■ **EXERCISE GOAL**
Reproduce each line of the material precisely.

■ **WORKING DATA**
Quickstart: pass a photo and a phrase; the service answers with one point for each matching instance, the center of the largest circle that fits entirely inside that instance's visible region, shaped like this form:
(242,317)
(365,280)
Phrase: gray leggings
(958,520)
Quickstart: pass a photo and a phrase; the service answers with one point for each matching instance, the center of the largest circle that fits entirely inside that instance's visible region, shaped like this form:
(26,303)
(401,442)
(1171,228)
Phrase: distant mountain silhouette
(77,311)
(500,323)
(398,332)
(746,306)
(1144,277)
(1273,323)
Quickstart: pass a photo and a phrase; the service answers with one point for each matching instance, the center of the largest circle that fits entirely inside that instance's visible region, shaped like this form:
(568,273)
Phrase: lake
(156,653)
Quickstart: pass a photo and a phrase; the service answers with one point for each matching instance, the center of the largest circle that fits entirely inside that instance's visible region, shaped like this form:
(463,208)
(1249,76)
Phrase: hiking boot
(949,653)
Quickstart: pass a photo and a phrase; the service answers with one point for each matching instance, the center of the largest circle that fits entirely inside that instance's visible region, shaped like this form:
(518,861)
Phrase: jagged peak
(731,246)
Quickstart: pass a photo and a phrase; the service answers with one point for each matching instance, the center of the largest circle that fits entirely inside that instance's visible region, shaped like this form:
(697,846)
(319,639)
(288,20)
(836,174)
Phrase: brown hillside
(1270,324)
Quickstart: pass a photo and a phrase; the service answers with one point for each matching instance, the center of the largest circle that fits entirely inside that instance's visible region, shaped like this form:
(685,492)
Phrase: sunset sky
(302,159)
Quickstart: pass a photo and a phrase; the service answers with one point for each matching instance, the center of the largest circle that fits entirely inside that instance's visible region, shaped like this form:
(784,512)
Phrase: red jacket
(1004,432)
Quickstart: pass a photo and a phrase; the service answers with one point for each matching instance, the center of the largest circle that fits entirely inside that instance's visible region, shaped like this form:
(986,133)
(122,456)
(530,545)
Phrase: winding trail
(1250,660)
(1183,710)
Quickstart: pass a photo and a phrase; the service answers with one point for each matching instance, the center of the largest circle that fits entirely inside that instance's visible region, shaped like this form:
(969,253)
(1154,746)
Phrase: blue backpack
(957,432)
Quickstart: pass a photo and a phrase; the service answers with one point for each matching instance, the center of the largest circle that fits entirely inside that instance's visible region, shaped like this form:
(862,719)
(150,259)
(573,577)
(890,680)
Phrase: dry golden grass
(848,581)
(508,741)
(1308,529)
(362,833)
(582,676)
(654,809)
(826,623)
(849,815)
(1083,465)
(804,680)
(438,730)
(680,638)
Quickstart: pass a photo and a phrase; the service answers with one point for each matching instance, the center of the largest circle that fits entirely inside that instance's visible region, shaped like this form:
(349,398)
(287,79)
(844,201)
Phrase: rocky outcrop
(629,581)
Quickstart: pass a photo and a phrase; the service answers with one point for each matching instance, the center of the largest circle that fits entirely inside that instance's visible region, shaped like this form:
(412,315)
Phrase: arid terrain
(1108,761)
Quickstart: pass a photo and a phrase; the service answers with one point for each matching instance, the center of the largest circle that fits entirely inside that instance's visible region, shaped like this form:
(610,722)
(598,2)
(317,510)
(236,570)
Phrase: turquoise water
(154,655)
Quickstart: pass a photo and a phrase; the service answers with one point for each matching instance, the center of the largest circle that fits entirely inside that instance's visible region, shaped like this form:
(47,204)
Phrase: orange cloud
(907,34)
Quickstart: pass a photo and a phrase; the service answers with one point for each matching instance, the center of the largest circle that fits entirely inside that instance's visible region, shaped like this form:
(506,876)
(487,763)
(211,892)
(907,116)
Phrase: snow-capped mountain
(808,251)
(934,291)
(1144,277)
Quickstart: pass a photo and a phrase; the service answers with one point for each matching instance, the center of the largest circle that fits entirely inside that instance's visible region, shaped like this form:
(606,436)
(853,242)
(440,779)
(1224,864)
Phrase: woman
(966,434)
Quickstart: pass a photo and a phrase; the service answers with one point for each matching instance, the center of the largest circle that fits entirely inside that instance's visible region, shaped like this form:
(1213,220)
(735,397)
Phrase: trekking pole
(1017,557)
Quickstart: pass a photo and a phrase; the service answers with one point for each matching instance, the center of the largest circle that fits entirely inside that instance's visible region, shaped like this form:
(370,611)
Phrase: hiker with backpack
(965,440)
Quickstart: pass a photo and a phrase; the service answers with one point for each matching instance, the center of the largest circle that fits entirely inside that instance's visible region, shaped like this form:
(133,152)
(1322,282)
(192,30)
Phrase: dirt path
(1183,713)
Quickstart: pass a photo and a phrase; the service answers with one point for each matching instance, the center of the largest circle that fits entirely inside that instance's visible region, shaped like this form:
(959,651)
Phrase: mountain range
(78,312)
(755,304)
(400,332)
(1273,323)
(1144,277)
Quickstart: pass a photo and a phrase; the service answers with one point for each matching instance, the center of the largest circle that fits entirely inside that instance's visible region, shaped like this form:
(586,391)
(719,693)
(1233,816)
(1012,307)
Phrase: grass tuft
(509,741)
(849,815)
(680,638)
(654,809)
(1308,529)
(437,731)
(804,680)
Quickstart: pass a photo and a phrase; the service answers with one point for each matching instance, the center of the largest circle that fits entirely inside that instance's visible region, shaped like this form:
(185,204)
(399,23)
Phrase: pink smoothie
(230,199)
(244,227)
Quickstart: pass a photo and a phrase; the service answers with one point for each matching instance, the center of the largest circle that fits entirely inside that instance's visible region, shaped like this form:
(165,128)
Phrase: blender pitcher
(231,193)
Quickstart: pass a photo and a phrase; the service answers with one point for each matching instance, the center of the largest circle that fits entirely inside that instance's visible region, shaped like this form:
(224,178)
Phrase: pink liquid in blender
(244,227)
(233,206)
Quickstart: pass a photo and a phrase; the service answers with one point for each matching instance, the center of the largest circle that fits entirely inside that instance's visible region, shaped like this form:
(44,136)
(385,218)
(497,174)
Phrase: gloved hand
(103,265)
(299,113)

■ **EXERCISE RESULT**
Quickstart: pass a photo and a phrase; the service answers with one point for each matching instance, the center of the largest circle that fits entirely inside that instance's visible region, shaped like this form:
(242,317)
(365,280)
Phrase: gray leggings
(958,520)
Quickstart: pass a photo and a phrase; the service answers with one point for each matching instance, the center of the largest circle that fits entirely inside that instance's visible region, shaped like this form:
(26,303)
(401,442)
(1171,228)
Phrase: distant mountain silhouette
(77,311)
(500,323)
(398,332)
(746,306)
(1144,277)
(1273,323)
Quickstart: pass a photo and a phrase; the service answers with one point for each matching instance, the center of the largest circle that fits entirely inside that instance's visible region, shaped like this form:
(568,273)
Phrase: lake
(156,653)
Quickstart: pass a photo and a phrase; the service answers with one point for each matching instance, the center of the largest circle that fits entirely inside that instance's visible region, shaped like this form:
(463,208)
(1249,76)
Phrase: hiking boot
(949,653)
Quickstart: pass a photo and a phrase; the service answers with one point for each matching instance, the center of the largest circle that fits entirely inside that instance's visible region, shaped like this form:
(518,861)
Phrase: jagged peak
(731,246)
Quickstart: pass a photo and a phrase; the service answers with one point for each matching instance, the center of the largest circle that fits entirely inside that instance's visible region, shaped like this form:
(697,846)
(319,639)
(288,20)
(836,174)
Phrase: brown hillside
(1270,324)
Quickstart: pass a photo and a phrase; the service answers with one point for each matching instance, the center of the largest circle that fits entirely inside that instance's visible region, shaped like this form:
(685,492)
Phrase: sunset sky
(302,159)
Quickstart: pass a photo and a phrase; the service answers with one point for each matching instance, the center of the largest circle that fits entirely inside that instance's visible region, shaped like this form:
(784,512)
Phrase: red jacket
(1004,432)
Quickstart: pass a photo and a phrase; the service answers with one point for each matching instance, the center of the largest circle that fits entirely inside that instance's visible region, shaped like this form:
(986,133)
(122,456)
(530,545)
Phrase: winding trail
(1250,660)
(1183,710)
Quickstart: pass a photo and a phrase; the service answers with one point for each matching instance, the center of the largest circle that fits entirely inside that instance's visible region, shaped like this form:
(969,253)
(1154,746)
Phrase: blue backpack
(957,432)
Quickstart: pass a photo and a phrase; the service answers with one point for each matching instance, the center of the largest circle that fits entirely inside that instance's visible region, shaped like this form:
(862,719)
(150,259)
(573,577)
(890,680)
Phrase: dry golden grass
(848,581)
(508,741)
(1308,529)
(362,833)
(582,676)
(654,809)
(826,623)
(849,815)
(1083,465)
(804,680)
(438,730)
(680,638)
Quickstart: pass a photo and a phrase; the service answers with one point for each matching instance, the center of the largest circle that fits entirely inside that instance's visible region, shaped like this form:
(349,398)
(287,79)
(844,201)
Phrase: rocky outcrop
(629,581)
Quickstart: pass a photo and a phrase; the service answers with one point for each matching instance, the center of the largest circle that fits entirely inside that instance's visible region, shaped like this form:
(412,315)
Phrase: arid terrain
(1108,761)
Quickstart: pass a photo and a phrase; the service answers with one point for each matching instance, the center of the largest circle that fits entirely inside that instance's visible region, shaped like this form:
(610,722)
(598,2)
(317,510)
(236,570)
Phrase: turquoise water
(154,655)
Quickstart: pass a photo and a phrase; the service answers with one point for each matching instance, the center of the largest circle that fits entirely inside that instance's visible region, shaped like this form:
(47,204)
Phrase: orange cloud
(907,34)
Quickstart: pass a photo and a phrase; the service answers with one point for each matching instance, the center of the largest circle that fits entirely inside that instance's visible region, shaped like this form:
(506,876)
(487,763)
(211,892)
(907,116)
Phrase: snow-capped mountain
(808,251)
(934,291)
(1144,277)
Quickstart: pass a photo and a phrase; the service answers with one point for each matching instance, the center of the largest circle that fits entirely inside that instance's visible region, shaped like this form:
(606,436)
(853,242)
(440,779)
(1224,864)
Phrase: woman
(966,434)
Quickstart: pass a photo and a phrase; the service answers with one point for each matching instance, the center of the largest circle that fits entirely inside that instance's visible region, shaped like this form:
(1213,220)
(735,397)
Phrase: trekking pole
(1017,557)
Quickstart: pass a photo and a phrase; the service answers with one point for each matching instance, the center of the largest circle that fits entirely inside that instance's visible region, shaped like this form:
(370,611)
Phrase: hiker with backpack
(965,440)
Quickstart: pass a photo and a phrase; the service answers with one point for each matching instance, the center of the largest circle that fits entirely inside that instance's visible region, shaped like this form:
(133,152)
(1322,282)
(192,30)
Phrase: dirt path
(1183,713)
Quickstart: pass a photo and a phrase; the service answers with one point for each matching instance, the center of the largest circle that fits entirely inside that instance's visible region, shaped like this form:
(959,651)
Phrase: mountain range
(78,312)
(755,304)
(400,332)
(1273,323)
(1144,277)
Quickstart: pass a photo and a phrase; the service answers with one point for each matching instance, the center of the largest circle that fits entirely inside that instance's visible region, shaped like this form:
(586,391)
(719,693)
(1233,816)
(1012,307)
Phrase: grass tuft
(509,741)
(849,815)
(680,638)
(654,809)
(1308,529)
(437,731)
(804,680)
Quickstart: pass a photo and a phrase; the service answers with one point for each matching instance, the center of the largest circle that fits entirely inside that instance's visible region, shaped like this form:
(185,204)
(399,23)
Phrase: pink smoothie
(230,199)
(244,227)
Quickstart: pass a photo and a phrase; the service answers with one point for each matching instance, the center of the largest circle that fits entirely inside that instance's visible region, shaped like this form:
(165,128)
Phrase: blender pitcher
(231,193)
Quickstart: pass a photo and a phrase; the service answers with one point for each matching instance, the center of the largest circle that fits entirely inside that instance's visible region, shaped like this form:
(224,178)
Phrase: pink liquid in blender
(244,227)
(233,206)
Quickstart: pass a photo and a phrase; the service answers with one point for each matching instance, the center of the largest circle that fits entirely inside that instance's visible region, shaped like this form:
(44,136)
(385,218)
(497,174)
Phrase: gloved hand
(103,265)
(299,113)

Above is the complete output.